Goal 1
Reproduce the part of the crossbow forum thread starting at "## alligood729 (Aug" and ending at "(Aug 10, 2017)", swapping "Fang XT" for "Fang XL".

Selected text
I got a Centerpoint Sniper 370, it's under $300.00 and has an adjustable stock so as he grows it will. I can get 2" groups at 40 yards with field or broadheads. You can shop around, I got mine for under $250.00 by getting Academy to price match Walmart plus 5% below. Good Hunting!


----------



## RockyMountainBasser (Aug 8, 2017)

My Dad bought a PSE Fang and it groups BH's like field points.  Naturally, as he is getting older, he only wants to keep his shots under 50 yards, but even out to 50, they are grouping amazingly.

Personally, I think you pay for what you get when it comes to crossbows.  Spend a little more money and you will be pleasantly surprised.......go the cheaper route and you will end up being disgusted with it.

I also recommend shooting mechanical heads.  Dad was shooting Muzzy's last year, but is switching to Schwacker BH's this fall after I have joined the Schwacker bandwagon.  Going to give them a run this fall and see how I like them, and if I don't, I will go to something else.


----------



## Kris87 (Aug 8, 2017)

My son is 9 and he has a PSE Fang also.  Killed his first deer with it last year.  I wanted him to start with a crossbow, then move to a bow, and skip the rifle all together.  Its a great crossbow for the money.


----------



## shootemall (Aug 9, 2017)

bigboi60 said:


> I got a Centerpoint Sniper 370, it's under $300.00 and has an adjustable stock so as he grows it will. I can get 2" groups at 40 yards with field or broadheads. You can shop around, I got mine for under $250.00 by getting Academy to price match Walmart plus 5% below. Good Hunting!



I got this at Cabelas last week. Had employee discount sale, so it was about $250, came with 4x32 scope, sling, 3 bolts and 5 year warranty. There were guards on front grip to prevent fingers from going into string path. Yeah it's cheap, but it's a starter. The adjustable stock really worked for him. 
He shot 2 bucks last year with rifle. Now he can beat me at archery too, and I'll enjoy every minute of it. Thanks for all the replies and input. Good luck all!


----------



## alligood729 (Aug 9, 2017)

PSE also has the FangLT, a little less $ and a little slower (330fps) than the Fang XT. It's adjustable from 165lb to 145lb, comes with the same ready to shoot package...


----------



## red neck richie (Aug 10, 2017)

Goal 2
Present the lines of the records below, starting at the line that contains "Exercise. Indicate with a point every instance of the thin" and ending at the line that contains "x=101, y=99", as a Markdown table with the columns Row and Line. Number each line in Row, and leave out blank lines.

Records for this exercise
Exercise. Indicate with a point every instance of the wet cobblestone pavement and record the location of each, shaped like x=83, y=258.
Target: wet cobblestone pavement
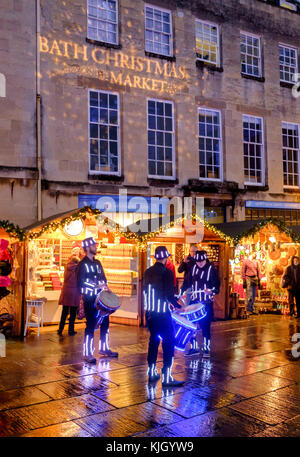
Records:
x=249, y=387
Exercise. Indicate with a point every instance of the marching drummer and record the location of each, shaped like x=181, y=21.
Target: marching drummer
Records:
x=204, y=283
x=91, y=279
x=158, y=291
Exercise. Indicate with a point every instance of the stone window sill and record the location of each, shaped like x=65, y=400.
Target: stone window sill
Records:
x=156, y=182
x=160, y=56
x=104, y=44
x=102, y=177
x=287, y=84
x=260, y=79
x=209, y=66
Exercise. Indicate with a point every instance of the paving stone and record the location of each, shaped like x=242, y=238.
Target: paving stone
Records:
x=150, y=415
x=221, y=423
x=11, y=399
x=20, y=420
x=112, y=424
x=254, y=384
x=268, y=408
x=198, y=401
x=290, y=428
x=82, y=369
x=291, y=371
x=11, y=381
x=75, y=387
x=66, y=429
x=46, y=389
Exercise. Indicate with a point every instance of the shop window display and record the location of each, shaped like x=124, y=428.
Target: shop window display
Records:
x=274, y=251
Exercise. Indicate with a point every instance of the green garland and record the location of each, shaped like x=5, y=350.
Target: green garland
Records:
x=52, y=226
x=142, y=240
x=13, y=230
x=257, y=227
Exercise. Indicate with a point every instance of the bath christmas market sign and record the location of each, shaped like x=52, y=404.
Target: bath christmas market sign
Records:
x=114, y=66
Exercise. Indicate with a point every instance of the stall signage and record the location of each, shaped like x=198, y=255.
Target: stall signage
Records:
x=272, y=205
x=125, y=203
x=115, y=67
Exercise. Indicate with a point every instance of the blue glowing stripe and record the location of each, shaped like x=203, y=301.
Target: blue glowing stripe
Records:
x=193, y=327
x=178, y=332
x=186, y=337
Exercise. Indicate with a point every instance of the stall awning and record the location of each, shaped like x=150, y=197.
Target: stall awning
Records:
x=58, y=221
x=242, y=229
x=55, y=217
x=147, y=229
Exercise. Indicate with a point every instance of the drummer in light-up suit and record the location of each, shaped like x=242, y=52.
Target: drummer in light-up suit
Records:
x=204, y=283
x=158, y=291
x=91, y=280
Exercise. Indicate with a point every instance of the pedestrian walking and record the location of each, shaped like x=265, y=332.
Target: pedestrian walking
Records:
x=158, y=291
x=204, y=283
x=170, y=265
x=185, y=267
x=251, y=280
x=91, y=280
x=70, y=296
x=291, y=281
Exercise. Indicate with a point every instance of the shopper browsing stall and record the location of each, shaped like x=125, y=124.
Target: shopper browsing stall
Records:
x=204, y=283
x=91, y=279
x=186, y=266
x=251, y=278
x=158, y=289
x=291, y=280
x=70, y=296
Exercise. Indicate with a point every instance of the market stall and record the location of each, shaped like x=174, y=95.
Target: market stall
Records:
x=11, y=278
x=274, y=245
x=51, y=243
x=177, y=236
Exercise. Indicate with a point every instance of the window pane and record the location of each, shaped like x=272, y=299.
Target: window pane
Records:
x=160, y=133
x=104, y=154
x=210, y=150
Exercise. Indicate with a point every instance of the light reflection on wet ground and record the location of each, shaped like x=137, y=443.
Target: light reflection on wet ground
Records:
x=249, y=387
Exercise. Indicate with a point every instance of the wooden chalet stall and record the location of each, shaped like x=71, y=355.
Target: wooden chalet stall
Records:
x=13, y=302
x=50, y=244
x=274, y=244
x=178, y=236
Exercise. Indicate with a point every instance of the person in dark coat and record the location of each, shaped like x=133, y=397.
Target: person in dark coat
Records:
x=204, y=283
x=159, y=299
x=185, y=267
x=291, y=281
x=91, y=280
x=70, y=296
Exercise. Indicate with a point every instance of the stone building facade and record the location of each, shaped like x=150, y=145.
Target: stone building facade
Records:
x=185, y=117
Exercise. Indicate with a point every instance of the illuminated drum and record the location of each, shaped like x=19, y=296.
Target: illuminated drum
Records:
x=106, y=303
x=195, y=312
x=183, y=330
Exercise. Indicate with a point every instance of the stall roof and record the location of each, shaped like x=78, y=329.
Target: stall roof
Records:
x=211, y=232
x=55, y=217
x=240, y=229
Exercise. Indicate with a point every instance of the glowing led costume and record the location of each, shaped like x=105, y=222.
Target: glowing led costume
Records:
x=201, y=279
x=91, y=279
x=158, y=292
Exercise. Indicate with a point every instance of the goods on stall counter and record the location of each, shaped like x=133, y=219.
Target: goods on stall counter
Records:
x=5, y=268
x=179, y=253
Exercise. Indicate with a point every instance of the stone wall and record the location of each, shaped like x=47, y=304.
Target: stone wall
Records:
x=70, y=66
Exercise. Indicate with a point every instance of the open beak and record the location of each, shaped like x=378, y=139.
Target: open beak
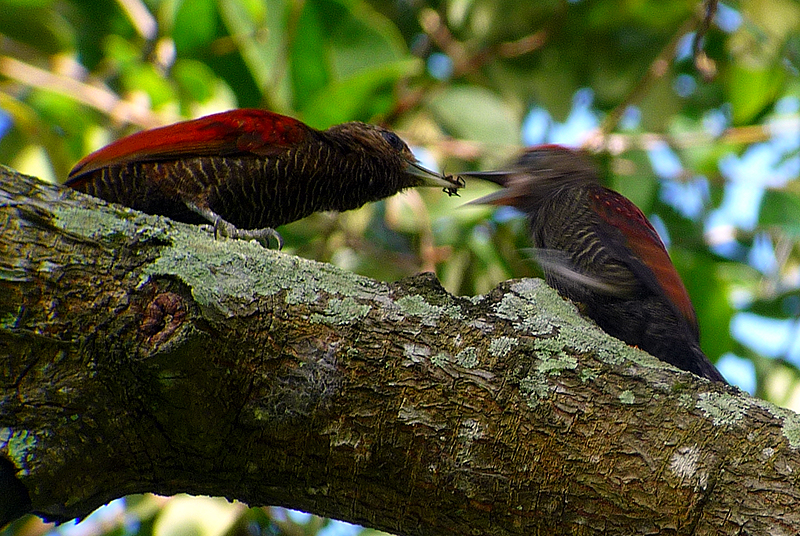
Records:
x=450, y=183
x=508, y=196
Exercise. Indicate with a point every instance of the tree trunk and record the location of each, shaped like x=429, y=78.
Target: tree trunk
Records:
x=138, y=354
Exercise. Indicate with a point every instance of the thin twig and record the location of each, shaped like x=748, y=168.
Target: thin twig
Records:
x=704, y=65
x=658, y=68
x=101, y=99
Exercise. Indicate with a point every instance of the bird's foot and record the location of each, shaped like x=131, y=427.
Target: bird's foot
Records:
x=227, y=229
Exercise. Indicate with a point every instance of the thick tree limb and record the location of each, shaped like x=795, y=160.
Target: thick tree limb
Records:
x=137, y=354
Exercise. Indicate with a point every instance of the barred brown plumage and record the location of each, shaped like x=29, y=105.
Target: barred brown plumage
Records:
x=598, y=249
x=249, y=169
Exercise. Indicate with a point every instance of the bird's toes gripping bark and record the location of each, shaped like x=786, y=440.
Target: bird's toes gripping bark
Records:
x=225, y=228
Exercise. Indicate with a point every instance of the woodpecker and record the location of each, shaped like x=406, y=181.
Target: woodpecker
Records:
x=248, y=171
x=597, y=248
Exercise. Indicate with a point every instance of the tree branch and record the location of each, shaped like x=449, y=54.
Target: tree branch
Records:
x=138, y=354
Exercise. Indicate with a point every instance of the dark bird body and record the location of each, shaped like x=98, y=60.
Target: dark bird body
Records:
x=598, y=249
x=252, y=169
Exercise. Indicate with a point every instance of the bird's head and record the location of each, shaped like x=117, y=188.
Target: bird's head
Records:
x=535, y=175
x=386, y=159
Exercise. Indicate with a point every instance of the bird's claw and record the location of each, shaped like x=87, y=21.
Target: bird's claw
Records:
x=262, y=236
x=227, y=229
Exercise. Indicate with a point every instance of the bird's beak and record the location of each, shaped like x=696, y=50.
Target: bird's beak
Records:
x=506, y=197
x=450, y=183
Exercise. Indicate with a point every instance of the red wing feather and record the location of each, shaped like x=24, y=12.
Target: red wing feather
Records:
x=643, y=241
x=228, y=133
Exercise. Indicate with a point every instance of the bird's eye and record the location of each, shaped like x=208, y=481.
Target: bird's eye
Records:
x=394, y=140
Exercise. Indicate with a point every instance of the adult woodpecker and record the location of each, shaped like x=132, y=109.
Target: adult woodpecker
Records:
x=248, y=171
x=598, y=249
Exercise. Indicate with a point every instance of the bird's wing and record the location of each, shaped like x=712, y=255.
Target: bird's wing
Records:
x=243, y=131
x=637, y=243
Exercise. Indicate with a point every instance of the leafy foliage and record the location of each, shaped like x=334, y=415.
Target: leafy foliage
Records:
x=705, y=141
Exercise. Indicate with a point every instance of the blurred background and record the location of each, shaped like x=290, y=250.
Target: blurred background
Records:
x=692, y=109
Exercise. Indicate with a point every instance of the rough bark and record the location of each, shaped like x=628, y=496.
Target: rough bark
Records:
x=137, y=354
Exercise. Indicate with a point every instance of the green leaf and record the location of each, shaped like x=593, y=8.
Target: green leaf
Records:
x=475, y=113
x=195, y=25
x=259, y=31
x=752, y=90
x=359, y=97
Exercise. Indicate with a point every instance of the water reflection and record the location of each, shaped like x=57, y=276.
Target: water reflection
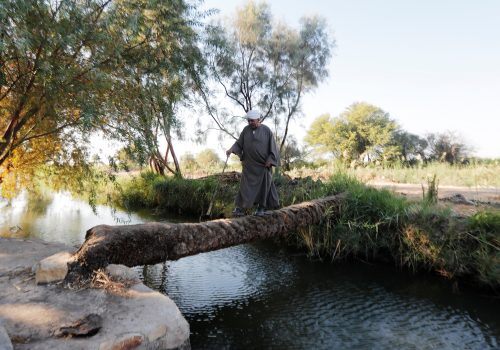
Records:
x=261, y=296
x=57, y=218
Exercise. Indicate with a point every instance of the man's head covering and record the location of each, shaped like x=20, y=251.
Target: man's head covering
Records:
x=253, y=114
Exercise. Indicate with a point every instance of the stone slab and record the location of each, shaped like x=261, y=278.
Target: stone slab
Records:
x=134, y=317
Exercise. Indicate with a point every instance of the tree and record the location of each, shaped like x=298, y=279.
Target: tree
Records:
x=361, y=133
x=261, y=64
x=69, y=68
x=446, y=147
x=409, y=147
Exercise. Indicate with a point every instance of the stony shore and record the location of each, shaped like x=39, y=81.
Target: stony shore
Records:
x=121, y=314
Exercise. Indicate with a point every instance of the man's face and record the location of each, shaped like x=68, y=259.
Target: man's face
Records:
x=254, y=123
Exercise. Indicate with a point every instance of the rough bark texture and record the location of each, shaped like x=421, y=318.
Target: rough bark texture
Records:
x=152, y=243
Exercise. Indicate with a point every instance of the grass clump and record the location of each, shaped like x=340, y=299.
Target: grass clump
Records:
x=171, y=194
x=376, y=225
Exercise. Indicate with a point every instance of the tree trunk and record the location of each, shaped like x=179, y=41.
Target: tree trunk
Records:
x=154, y=242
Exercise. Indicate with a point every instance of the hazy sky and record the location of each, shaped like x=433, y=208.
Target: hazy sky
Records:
x=432, y=65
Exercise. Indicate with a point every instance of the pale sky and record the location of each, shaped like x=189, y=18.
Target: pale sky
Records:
x=432, y=65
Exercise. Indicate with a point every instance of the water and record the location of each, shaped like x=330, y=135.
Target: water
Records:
x=263, y=296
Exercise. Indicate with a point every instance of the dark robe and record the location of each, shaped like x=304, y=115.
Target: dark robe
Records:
x=255, y=147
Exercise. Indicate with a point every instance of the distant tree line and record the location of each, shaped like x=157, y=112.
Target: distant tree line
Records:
x=365, y=134
x=129, y=70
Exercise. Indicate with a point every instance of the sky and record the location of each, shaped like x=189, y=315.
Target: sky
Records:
x=433, y=65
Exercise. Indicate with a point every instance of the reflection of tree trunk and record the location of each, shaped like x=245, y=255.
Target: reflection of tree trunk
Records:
x=154, y=242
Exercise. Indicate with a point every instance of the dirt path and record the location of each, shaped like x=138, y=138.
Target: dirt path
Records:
x=463, y=200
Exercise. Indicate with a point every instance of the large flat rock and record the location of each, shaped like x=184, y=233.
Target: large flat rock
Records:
x=133, y=316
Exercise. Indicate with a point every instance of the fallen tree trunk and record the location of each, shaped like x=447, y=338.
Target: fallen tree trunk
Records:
x=152, y=243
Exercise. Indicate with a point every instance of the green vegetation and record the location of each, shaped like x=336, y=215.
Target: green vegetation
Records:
x=260, y=63
x=376, y=225
x=372, y=224
x=72, y=68
x=471, y=175
x=365, y=135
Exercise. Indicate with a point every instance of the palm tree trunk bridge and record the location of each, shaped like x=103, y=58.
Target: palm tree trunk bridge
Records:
x=152, y=243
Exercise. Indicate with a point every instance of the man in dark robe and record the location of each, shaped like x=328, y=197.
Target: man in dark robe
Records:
x=257, y=150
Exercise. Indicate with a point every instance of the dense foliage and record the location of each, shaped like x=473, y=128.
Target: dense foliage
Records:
x=258, y=63
x=69, y=68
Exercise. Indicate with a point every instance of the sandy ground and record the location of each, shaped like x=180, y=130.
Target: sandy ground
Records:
x=463, y=200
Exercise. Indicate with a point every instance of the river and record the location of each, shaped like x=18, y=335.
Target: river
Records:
x=264, y=296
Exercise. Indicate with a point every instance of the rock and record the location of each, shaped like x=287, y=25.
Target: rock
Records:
x=5, y=343
x=121, y=272
x=132, y=318
x=85, y=327
x=53, y=268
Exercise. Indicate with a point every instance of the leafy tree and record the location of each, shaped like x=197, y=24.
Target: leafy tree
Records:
x=265, y=65
x=362, y=133
x=291, y=153
x=446, y=147
x=71, y=67
x=407, y=146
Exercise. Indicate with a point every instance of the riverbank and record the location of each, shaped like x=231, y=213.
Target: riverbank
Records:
x=122, y=312
x=424, y=232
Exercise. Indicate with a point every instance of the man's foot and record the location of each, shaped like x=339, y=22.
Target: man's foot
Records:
x=260, y=211
x=237, y=212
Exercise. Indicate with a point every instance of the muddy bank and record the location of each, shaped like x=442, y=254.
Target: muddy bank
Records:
x=121, y=314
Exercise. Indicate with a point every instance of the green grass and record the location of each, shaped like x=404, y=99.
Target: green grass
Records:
x=473, y=175
x=371, y=225
x=376, y=225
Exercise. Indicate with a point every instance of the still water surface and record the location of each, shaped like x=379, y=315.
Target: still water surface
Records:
x=262, y=296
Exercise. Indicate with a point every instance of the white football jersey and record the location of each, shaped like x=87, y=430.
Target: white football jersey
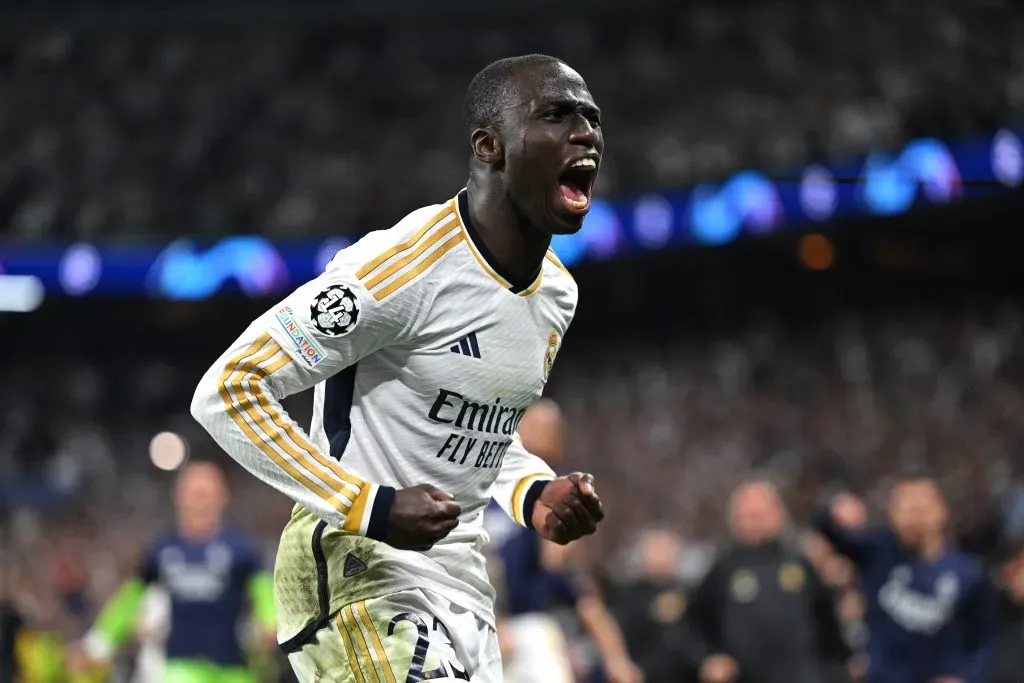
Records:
x=424, y=359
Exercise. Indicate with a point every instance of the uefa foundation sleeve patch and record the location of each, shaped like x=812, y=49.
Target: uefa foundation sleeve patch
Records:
x=308, y=349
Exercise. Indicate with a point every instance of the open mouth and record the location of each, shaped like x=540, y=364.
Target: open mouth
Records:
x=577, y=183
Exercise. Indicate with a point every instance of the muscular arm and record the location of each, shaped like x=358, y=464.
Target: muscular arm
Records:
x=285, y=351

Task output 1
## alligood729 (Aug 9, 2017)

PSE also has the FangLT, a little less $ and a little slower (330fps) than the Fang XL. It's adjustable from 165lb to 145lb, comes with the same ready to shoot package...


----------



## red neck richie (Aug 10, 2017)

Task output 2
| Row | Line |
|---|---|
| 1 | Exercise. Indicate with a point every instance of the thin twig and record the location of each, shaped like x=748, y=168. |
| 2 | Target: thin twig |
| 3 | Records: |
| 4 | x=704, y=65 |
| 5 | x=658, y=68 |
| 6 | x=101, y=99 |